Liver Fibrosis in Alpha-1 Antitrypsin Deficiency (Liver AATD)

Our overarching hypothesis is that liver disease in adults with AAT deficiency is the result
of the accumulation of the abnormally folded protein within the endoplasmic reticulum of the
hepatocyte. In some individuals, the intrinsic cellular mechanisms of the hepatocyte are
sufficient to clear adequate amounts of the abnormally folded protein such that liver disease
does not occur. In AAT deficient individuals who develop liver disease, environmental and
other genetic factors stress the hepatocyte, and the normal cellular mechanisms that maintain
homeostasis are disrupted, leading to liver disease.

For this proposal, our hypothesis is that the prevalence of liver disease in adults with AAT
is higher than previously reported because liver injury and fibrosis is not accurately
detected by available routine liver testing. Testing this hypothesis will require an initial
evaluation for liver disease with liver function testing and imaging, and then histologic
confirmation by liver biopsy.

Inclusion Criteria:

- Alpha-1 Antitrypsin deficiency confirmed to be PI*ZZ by both genotype or another
identified rare allele;

- Age range from 18-70;

- Willingness to consent to liver biopsy;

- Ability to travel to UF as necessary by protocol; and

- Platelet count greater than or equal to 50,000/mm3 and an INR less than or equal to
1.5.

**EXERCISE DETAILS:** Reproduce word for word everything in the liver fibrosis study description from "Our overarching hypothesis" down to "to liver disease.".

**DATA FOR ANALYSIS:**

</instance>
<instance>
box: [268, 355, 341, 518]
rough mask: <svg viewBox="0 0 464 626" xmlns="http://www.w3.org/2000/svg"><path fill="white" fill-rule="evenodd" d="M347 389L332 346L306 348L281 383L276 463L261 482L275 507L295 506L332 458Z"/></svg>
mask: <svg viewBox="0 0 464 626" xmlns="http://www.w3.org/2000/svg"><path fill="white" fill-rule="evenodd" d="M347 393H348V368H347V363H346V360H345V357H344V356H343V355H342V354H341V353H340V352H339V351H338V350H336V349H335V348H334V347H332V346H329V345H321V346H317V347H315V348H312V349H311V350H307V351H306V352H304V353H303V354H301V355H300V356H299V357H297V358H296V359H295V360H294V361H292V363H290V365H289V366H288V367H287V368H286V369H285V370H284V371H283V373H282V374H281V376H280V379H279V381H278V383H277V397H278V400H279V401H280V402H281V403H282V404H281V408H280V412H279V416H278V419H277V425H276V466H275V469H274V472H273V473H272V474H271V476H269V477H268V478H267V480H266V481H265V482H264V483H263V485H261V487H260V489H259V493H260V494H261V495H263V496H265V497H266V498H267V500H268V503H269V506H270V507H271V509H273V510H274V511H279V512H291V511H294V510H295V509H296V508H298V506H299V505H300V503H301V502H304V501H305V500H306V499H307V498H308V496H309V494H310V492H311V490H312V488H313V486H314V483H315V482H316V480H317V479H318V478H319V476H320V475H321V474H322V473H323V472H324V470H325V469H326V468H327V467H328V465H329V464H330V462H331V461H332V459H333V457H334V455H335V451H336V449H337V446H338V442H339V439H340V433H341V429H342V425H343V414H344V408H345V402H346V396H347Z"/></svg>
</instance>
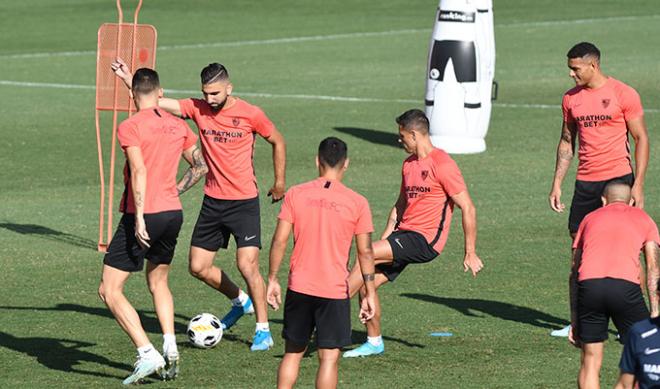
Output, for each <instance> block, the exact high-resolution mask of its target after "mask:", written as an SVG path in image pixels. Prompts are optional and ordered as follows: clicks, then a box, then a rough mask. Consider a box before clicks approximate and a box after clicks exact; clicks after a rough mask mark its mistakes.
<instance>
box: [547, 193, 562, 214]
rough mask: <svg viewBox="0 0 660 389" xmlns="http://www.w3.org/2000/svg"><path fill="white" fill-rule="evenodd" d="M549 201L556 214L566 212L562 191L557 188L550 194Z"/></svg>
mask: <svg viewBox="0 0 660 389" xmlns="http://www.w3.org/2000/svg"><path fill="white" fill-rule="evenodd" d="M548 200H549V201H550V208H552V210H553V211H555V212H564V208H566V207H565V206H564V204H563V203H562V202H561V189H559V188H556V189H553V190H552V191H551V192H550V196H549V197H548Z"/></svg>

**COMPLETED EXERCISE:**
Our overarching hypothesis is that liver disease in adults with AAT deficiency is the result
of the accumulation of the abnormally folded protein within the endoplasmic reticulum of the
hepatocyte. In some individuals, the intrinsic cellular mechanisms of the hepatocyte are
sufficient to clear adequate amounts of the abnormally folded protein such that liver disease
does not occur. In AAT deficient individuals who develop liver disease, environmental and
other genetic factors stress the hepatocyte, and the normal cellular mechanisms that maintain
homeostasis are disrupted, leading to liver disease.